* To do: Retype each line of the listing below, word for word.

----

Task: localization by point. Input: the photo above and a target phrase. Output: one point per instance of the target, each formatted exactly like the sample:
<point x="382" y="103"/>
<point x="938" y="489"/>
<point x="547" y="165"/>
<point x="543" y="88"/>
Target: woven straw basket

----

* Task output:
Task: localization by point. Input: the photo above and a target phrase. Output: one point per instance of the target, each formatted exactly like the sample:
<point x="382" y="103"/>
<point x="938" y="489"/>
<point x="547" y="165"/>
<point x="543" y="88"/>
Target: woven straw basket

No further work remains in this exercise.